### To be done
Edit the data below so that every "Examine the photo" becomes "Study the image" and every other part stays the same. Leave the pictures out of your answer.

### Data extract

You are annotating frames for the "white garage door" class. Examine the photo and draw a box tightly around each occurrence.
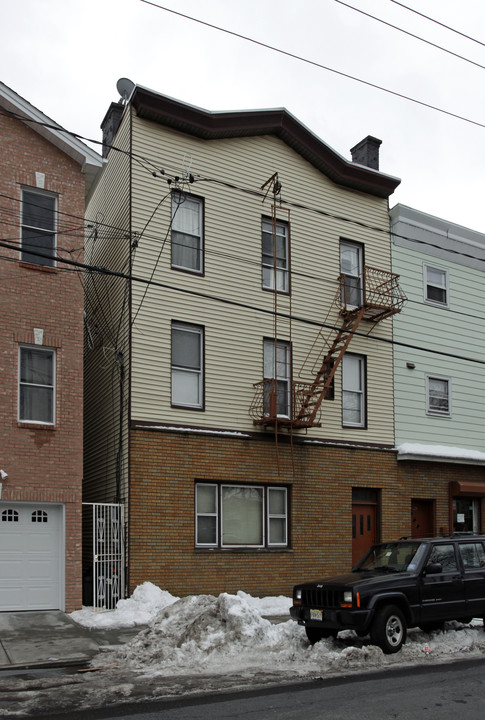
[0,502,64,611]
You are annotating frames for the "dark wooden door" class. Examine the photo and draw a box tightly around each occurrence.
[411,500,434,537]
[352,503,377,565]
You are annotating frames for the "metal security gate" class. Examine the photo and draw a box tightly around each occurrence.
[83,503,125,610]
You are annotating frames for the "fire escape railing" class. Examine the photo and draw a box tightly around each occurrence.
[249,266,406,428]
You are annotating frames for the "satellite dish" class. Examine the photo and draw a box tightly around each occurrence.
[116,78,135,103]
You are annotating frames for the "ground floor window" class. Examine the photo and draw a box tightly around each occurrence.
[453,497,480,533]
[195,483,288,548]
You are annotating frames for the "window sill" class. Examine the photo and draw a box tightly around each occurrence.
[194,546,293,555]
[17,420,57,430]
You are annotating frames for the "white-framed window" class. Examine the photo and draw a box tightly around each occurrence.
[340,240,364,307]
[172,192,204,275]
[20,188,57,267]
[262,218,290,293]
[263,338,291,417]
[426,375,451,416]
[172,322,204,409]
[18,346,56,425]
[342,353,366,428]
[195,483,288,548]
[423,265,448,307]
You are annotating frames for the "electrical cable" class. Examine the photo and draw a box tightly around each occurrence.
[140,0,485,128]
[334,0,485,70]
[0,241,485,365]
[391,0,485,47]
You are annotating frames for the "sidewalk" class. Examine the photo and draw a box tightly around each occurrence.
[0,610,145,671]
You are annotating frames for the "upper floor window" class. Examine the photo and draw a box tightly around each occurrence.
[340,240,364,307]
[424,265,448,306]
[21,189,57,267]
[262,218,290,293]
[172,322,204,409]
[263,338,291,417]
[426,375,451,415]
[172,192,204,274]
[342,354,366,428]
[19,346,56,425]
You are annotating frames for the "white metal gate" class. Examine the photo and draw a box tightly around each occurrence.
[83,503,125,610]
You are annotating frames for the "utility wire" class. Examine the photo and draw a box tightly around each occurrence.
[140,0,485,128]
[0,241,485,365]
[391,0,485,47]
[335,0,485,70]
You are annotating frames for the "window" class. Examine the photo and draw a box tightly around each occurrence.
[342,354,366,427]
[426,376,451,415]
[263,338,291,417]
[424,265,448,307]
[172,323,204,409]
[340,240,364,307]
[458,543,485,570]
[19,347,56,425]
[195,483,288,548]
[172,192,204,274]
[263,218,290,293]
[428,545,457,572]
[21,190,57,267]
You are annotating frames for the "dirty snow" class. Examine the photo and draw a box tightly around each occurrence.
[0,582,485,718]
[71,583,485,681]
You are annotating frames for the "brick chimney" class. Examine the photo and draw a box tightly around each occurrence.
[350,135,382,170]
[101,103,125,157]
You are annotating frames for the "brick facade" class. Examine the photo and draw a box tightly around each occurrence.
[128,429,483,596]
[0,108,85,612]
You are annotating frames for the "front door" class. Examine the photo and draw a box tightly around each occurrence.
[352,503,377,565]
[411,500,434,537]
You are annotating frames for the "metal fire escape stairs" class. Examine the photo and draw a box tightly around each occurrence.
[250,266,406,430]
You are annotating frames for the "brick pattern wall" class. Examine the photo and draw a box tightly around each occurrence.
[0,109,84,612]
[128,429,484,596]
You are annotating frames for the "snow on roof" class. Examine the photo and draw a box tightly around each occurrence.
[396,443,485,465]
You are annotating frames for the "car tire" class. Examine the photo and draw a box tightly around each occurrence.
[305,627,337,645]
[371,605,407,655]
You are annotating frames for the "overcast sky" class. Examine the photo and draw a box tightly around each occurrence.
[0,0,485,232]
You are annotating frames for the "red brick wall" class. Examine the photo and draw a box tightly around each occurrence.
[128,429,484,596]
[0,109,84,612]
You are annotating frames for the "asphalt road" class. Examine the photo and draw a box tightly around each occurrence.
[49,658,485,720]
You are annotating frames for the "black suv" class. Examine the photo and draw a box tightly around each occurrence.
[290,535,485,653]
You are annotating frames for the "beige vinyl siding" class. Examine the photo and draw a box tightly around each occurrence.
[84,115,130,502]
[127,117,393,444]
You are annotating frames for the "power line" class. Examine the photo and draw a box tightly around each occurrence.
[335,0,485,70]
[140,0,485,128]
[0,241,485,365]
[391,0,485,47]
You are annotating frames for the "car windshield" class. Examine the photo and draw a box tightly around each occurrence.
[354,540,425,572]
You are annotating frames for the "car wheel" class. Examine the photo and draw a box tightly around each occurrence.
[371,605,406,655]
[419,620,445,632]
[305,627,337,645]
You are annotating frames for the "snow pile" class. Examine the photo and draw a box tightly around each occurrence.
[93,592,485,681]
[105,593,300,674]
[71,582,178,628]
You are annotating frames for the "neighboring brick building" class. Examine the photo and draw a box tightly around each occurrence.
[84,83,410,595]
[0,83,102,611]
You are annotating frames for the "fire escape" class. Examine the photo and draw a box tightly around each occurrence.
[249,266,406,430]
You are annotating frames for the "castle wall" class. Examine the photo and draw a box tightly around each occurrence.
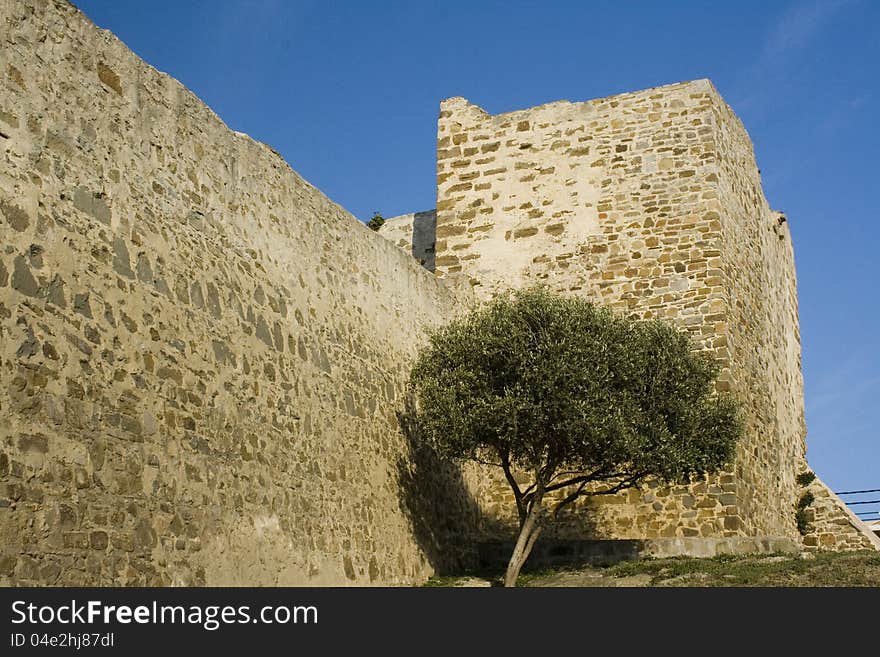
[0,0,478,585]
[435,80,803,538]
[803,478,880,551]
[712,98,806,534]
[379,210,437,271]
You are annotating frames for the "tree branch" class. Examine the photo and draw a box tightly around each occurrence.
[498,450,527,526]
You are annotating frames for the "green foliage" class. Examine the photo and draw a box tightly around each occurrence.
[411,288,743,492]
[367,212,385,230]
[794,490,816,536]
[798,491,816,509]
[794,509,810,536]
[796,470,816,486]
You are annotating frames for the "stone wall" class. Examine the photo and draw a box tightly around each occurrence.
[435,80,804,539]
[0,0,482,585]
[803,478,880,550]
[379,210,437,271]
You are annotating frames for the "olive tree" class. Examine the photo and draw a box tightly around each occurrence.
[410,288,743,586]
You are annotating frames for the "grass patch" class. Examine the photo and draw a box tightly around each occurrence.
[425,551,880,587]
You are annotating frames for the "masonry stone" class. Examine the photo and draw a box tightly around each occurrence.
[0,0,868,585]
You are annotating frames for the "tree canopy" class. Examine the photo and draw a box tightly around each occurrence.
[410,288,743,584]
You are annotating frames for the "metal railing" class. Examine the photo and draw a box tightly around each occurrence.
[835,488,880,520]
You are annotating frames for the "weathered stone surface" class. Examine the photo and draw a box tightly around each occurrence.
[0,0,482,585]
[803,477,880,550]
[388,80,820,540]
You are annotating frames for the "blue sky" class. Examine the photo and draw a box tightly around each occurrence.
[75,0,880,502]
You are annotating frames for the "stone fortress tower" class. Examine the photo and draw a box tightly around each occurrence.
[382,80,870,552]
[0,0,880,586]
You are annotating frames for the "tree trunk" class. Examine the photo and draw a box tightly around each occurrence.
[504,486,544,586]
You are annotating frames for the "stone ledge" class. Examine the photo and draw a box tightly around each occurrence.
[478,536,801,568]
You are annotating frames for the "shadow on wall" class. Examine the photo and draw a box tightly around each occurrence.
[412,210,437,272]
[397,396,648,575]
[397,397,511,575]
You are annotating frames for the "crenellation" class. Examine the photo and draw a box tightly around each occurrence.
[0,0,878,585]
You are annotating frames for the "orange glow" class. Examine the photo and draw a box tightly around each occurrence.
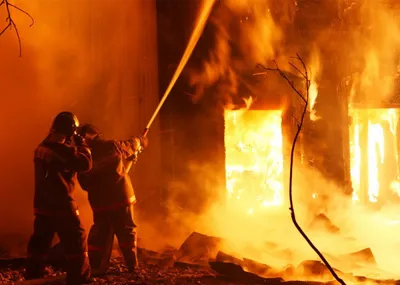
[225,106,283,214]
[350,109,400,203]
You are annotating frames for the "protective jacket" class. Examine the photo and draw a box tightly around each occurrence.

### Response to the exercise
You are annotating frames for the "white garage door" class. Study the image and draw a box tightly around each occurrence.
[0,502,64,611]
You are annotating frames for the "dark wooden door" class. Study the image and draw a box tightly around each occurrence.
[411,500,434,537]
[352,503,377,565]
You are annotating frames for the "metal security gate" class. Study the image and draw a box tightly around each occurrence.
[83,503,125,610]
You are annotating frames for the "fire escape railing" class. Study the image and draw a box tightly around each occurrence.
[249,266,406,428]
You are annotating frames for the "satellite dish" class. Study the image and draw a box tightly around each occurrence.
[116,78,135,103]
You are annotating frames for the "ground floor window" class. Study the image and draw a box tightly around each occurrence.
[453,497,480,533]
[195,483,288,548]
You are annotating frames for the "window sill" class. Study the image and draw a box tightly around each occurrence.
[194,546,293,555]
[17,420,57,430]
You are annotating frames for the "white-framed window" class. Study the image and draw a box tightly around each occurrence.
[340,240,364,307]
[172,192,204,275]
[20,188,57,267]
[262,218,290,293]
[263,338,291,417]
[426,375,451,416]
[172,322,204,409]
[18,346,56,425]
[342,353,366,428]
[195,483,288,548]
[423,265,448,307]
You are annotating frames for the "electrical cable" class. Study the image and draw a box tightly around each occurrence.
[140,0,485,128]
[334,0,485,70]
[0,241,485,365]
[391,0,485,47]
You are annotating frames for the "sidewalk" class. Study the image and draw a box tightly around each occurrence.
[0,610,145,671]
You are annotating frames for the "upper floor window" class. Study the image and draw a box tightly around each occurrence.
[340,240,364,307]
[424,265,448,306]
[21,189,57,267]
[262,218,290,293]
[172,322,204,409]
[263,338,291,417]
[426,375,451,415]
[172,192,204,274]
[342,354,366,428]
[19,346,56,425]
You are annotating frames for the "white metal gate" class. Study the image and draw a box tightly around each occurrence.
[83,503,125,610]
You are annotating frames for the "utility wire" class. Study the image and draw a box tightly around each occurrence.
[140,0,485,128]
[0,241,485,365]
[391,0,485,47]
[335,0,485,70]
You are annotating frames for the "window" class. Study the image and draw a box tightly around each occurrence.
[342,354,366,427]
[426,376,451,415]
[263,338,291,417]
[424,265,448,307]
[172,323,204,409]
[340,240,364,307]
[458,543,485,570]
[19,347,56,425]
[195,483,288,548]
[172,192,204,274]
[263,218,290,293]
[428,545,457,572]
[21,190,57,267]
You are annotating frames for the "dirty snow" class. Study the image and draw a box tightly around each occurrence.
[0,582,485,718]
[71,583,485,681]
You are annotating frames for the "brick chimney" class. Study the image and draw a box tightly around each occurrence.
[350,135,382,170]
[101,103,125,157]
You are annotating frames for the "brick facade" class. Study the image and draw a box tightly around each occurrence.
[128,429,483,596]
[0,108,85,612]
You are annotating frames for the "front door" class. Study the image and draw a box tightly around each occurrence.
[352,503,377,565]
[411,500,434,537]
You are annotating frames for the "metal fire escape stairs" class. Study the image and draw a box tightly around each occurrence.
[250,266,406,430]
You are annotating frames for the "brick pattern wall" class. Study the image and draw a box tightly around each occurrence.
[0,109,84,612]
[128,429,484,596]
You are annotating frames for the "snow on roof" class. Study the image and draw a box tightly around each occurrence.
[396,443,485,465]
You are annotating frames for the "car tire" class. Study the image and draw a box tightly around each occurrence.
[305,627,337,645]
[371,605,407,655]
You are annotating frames for the "overcast sky" class. Study the image and draw a box tightly around each occurrence.
[0,0,485,232]
You are annotating frames for the "red brick wall" class. Study the image and draw a box tightly around each occurrence.
[128,429,484,596]
[0,109,84,612]
You are annotating frames for the "asphalt road" class. Study the image and draw a box tightly around each occurrence.
[49,658,485,720]
You are annotating frames for the "black suv" class. Study the image and draw a box tightly around each occurrence.
[290,535,485,653]
You are annotating frames for the "beige vinyl siding" class. Study the image and draw a box tightly around each occurrence.
[84,115,130,502]
[127,117,393,444]
You are annotating frames for the "power line" class. Study the image and draw a box tightly around each occurrence.
[335,0,485,70]
[140,0,485,128]
[0,241,485,365]
[391,0,485,47]
You are annotating frames for the "car windshield" class. Study the image and draw a box tightly around each occurrence.
[354,540,425,572]
You are annotating frames for the "car wheel" class. Study the image and draw a box tightly around each occurrence.
[371,605,406,655]
[419,620,445,632]
[305,627,337,645]
You are annotating frames for the "snow pile" class. Study the image and draw a box tightly around each occurrence.
[93,592,485,681]
[105,593,300,674]
[71,582,178,628]
You are annotating frames for the "neighboring brick building" class. Study the image and draw a box tightly around each occurrence.
[84,83,410,595]
[0,83,102,611]
You are annotating frames for the "fire escape" class. Study the image and draw a box tightly around each occurrence.
[249,266,406,430]
You are annotating frames for the "castle wall" class. Study the image and draw a box tightly around each occurrence.
[0,0,478,585]
[435,80,803,538]
[803,478,880,551]
[712,98,806,534]
[379,210,437,271]
You are annotating frames for the "tree branch" class. Study the image and draw a box tightly around each occurrence.
[498,450,527,526]
You are annotating frames for the "green foliage" class. Study the image and draw a box tightly around each occurrence.
[411,288,743,492]
[367,212,385,230]
[794,490,816,536]
[798,491,816,509]
[794,509,810,536]
[796,470,816,486]
You are annotating frames for the "stone wall" class. Study the image and draw a box tightly around each occurrence.
[435,80,804,539]
[0,0,482,585]
[803,478,880,550]
[379,210,437,271]
You are annotating frames for the "olive tree" class. Study the image and draw a box tightly around each occurrence.
[410,288,743,586]
You are annotating frames for the "grass patch" class. Study the image and draw a box tightly around each occurrence.
[425,551,880,587]
You are annotating frames for the "masonry stone" class. Study the image and draw a box tightly around each occurrence.
[0,0,868,585]
You are annotating frames for the "tree canopy" class. Study the image and draw a box tightly around each occurrence.
[410,288,743,584]
You are annotating frames for the "metal railing" class. Study the image and draw a box tightly around each occurrence.
[835,488,880,520]
You are annotating frames for the "weathered stone surface" class. Study the image and draw a box tightly around each occurrence.
[0,0,482,585]
[803,477,880,550]
[388,80,820,540]
You are annotating frames for the "blue sky" class. Study the image and draw a box tightly around each occurrence.
[75,0,880,502]
You are annotating frames for the "stone fortress tower" class. Study the image and draw a box tightly around each occurrence.
[382,80,870,552]
[0,0,880,586]
You are annotating frames for the "tree trunk" class. Study the image and draw a box tightly around each occurrence.
[504,486,544,586]
You are annotating frames for the "stone ledge" class. Study the image and draw a box tightly around each occurrence.
[478,536,801,568]
You are annotating frames for the "shadow on wall" class. Study the image and draw a box tightly around each occurrence.
[412,210,437,272]
[397,396,648,575]
[397,397,511,575]
You are annotating frames for the "crenellation" class. Study the image and draw a box tightly around each occurrence.
[0,0,878,585]
You are annotating frames for the "orange glow" class. Study the image and draw a box tightly around each occurrence.
[225,106,283,214]
[350,109,400,203]
You are annotating frames for the "protective jacket" class. Study the image and draw a box tightly around each occurrence.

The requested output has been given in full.